Study text:
Making data count

by Sam Riley

18 May 2018

Statistical process control offers a more powerful way to analyse data than traditional ‘red, amber, green’ approaches

Did you know that if you have two numbers, the second one will be higher, lower or the same as the previous number?  Of course you did – this is a simple fact that we all understand.

When you leave the office every day – do you always arrive home at precisely the same time?  I know that this is not the case for me and I imagine that the vast majority of people have the same experience.  In our everyday lives, we acknowledge that some things simply vary due to factors outside our control. 

For many people, though, in their working lives they forget that natural variation exists.  ‘So what’ you may think.  Well the problem that frequently occurs when you forget this is that you can over-react to data that is simply normal.  Whether it’s A&E performance this week being worse today than yesterday or the spend on a particular drug being higher this month than last.

In many people’s working lives they regularly look at two data points and if the second data point has moved in the wrong direction, panic ensues.  Investigations and action plans are demanded – and provided.  A reason needs to be provided for that second number being ‘worse’.  What if the answer is as simple as ‘the change in the data was due to natural variation’? 

How much time could we save if we had a way of looking at data which enabled us to understand when something unusual is going on that merits investigation?  Then we could spend our time focusing on those issues that need to be understood and where action needs to be taken to improve the situation.  We could stop ‘investigating’ all of those instances when changes in the data were simply normal.

Task list:
[1] In the article on statistical process control, what happens in many workplaces when a second data point moves in the wrong direction?
[2] Continue the article on statistical process control from where it stops.

Records supplied:

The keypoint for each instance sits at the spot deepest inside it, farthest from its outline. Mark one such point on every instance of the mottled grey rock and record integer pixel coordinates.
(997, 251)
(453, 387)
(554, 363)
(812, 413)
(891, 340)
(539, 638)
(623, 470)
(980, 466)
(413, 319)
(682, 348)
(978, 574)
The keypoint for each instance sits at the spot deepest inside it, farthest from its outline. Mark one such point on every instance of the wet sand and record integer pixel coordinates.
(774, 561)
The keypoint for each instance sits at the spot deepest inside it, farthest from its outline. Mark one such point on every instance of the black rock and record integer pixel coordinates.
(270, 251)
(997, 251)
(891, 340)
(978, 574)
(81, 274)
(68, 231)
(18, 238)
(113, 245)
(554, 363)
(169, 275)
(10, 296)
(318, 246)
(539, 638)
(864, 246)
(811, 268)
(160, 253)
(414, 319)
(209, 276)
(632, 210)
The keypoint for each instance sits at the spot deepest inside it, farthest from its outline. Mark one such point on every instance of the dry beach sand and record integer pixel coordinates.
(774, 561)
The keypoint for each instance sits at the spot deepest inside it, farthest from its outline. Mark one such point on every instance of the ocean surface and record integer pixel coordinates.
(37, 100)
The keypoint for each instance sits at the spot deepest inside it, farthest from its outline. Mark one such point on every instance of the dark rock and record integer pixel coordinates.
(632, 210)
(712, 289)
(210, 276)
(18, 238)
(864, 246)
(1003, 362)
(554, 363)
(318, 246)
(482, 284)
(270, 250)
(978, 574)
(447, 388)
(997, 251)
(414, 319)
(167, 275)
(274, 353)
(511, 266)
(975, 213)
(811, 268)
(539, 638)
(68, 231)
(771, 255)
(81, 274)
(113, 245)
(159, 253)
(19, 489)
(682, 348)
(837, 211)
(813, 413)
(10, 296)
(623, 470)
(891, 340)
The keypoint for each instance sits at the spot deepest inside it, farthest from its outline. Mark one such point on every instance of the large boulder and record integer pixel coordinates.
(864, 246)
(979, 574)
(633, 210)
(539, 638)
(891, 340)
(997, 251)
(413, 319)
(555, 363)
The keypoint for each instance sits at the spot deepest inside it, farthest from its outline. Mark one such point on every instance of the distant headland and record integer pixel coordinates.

Responses by item number:
[1] Panic ensues, and investigations and action plans are demanded and provided.

[2]
Well, there is such a technique that helps us do precisely this.  It is called statistical process control (SPC).  This technique was originally developed in the manufacturing industry, but it lends itself extremely well to healthcare data including finance data.  SPC is a technique that is underpinned by science. There is a wealth of published research that shows better decisions are made when data is looked at over time and especially when SPC is used.

So, why don’t more people in the NHS use this technique?  No doubt there are a multitude of reasons.  People may not be aware of SPC as an approach.  Even if they are, they may not have access to the knowledge and tools to analyse the data in this way and make the correct interpretation.  They may have seen so many reports with red, amber, green (RAG) over the years that they can’t imagine that there is a different (and more powerful way) to analyse data.

With NHS Improvement’s recent publication of Making data count, I hope that more people will understand the pitfalls of two-point comparisons and RAG reports and learn about the value of looking at data over time and using SPC. 

This interactive guide gives people the knowledge and tools to be able to create and interpret SPC charts and encourages closer working between analysts and decision-makers.  The intention is that Making data count will support more effective decision making in the NHS and make a real difference to patients.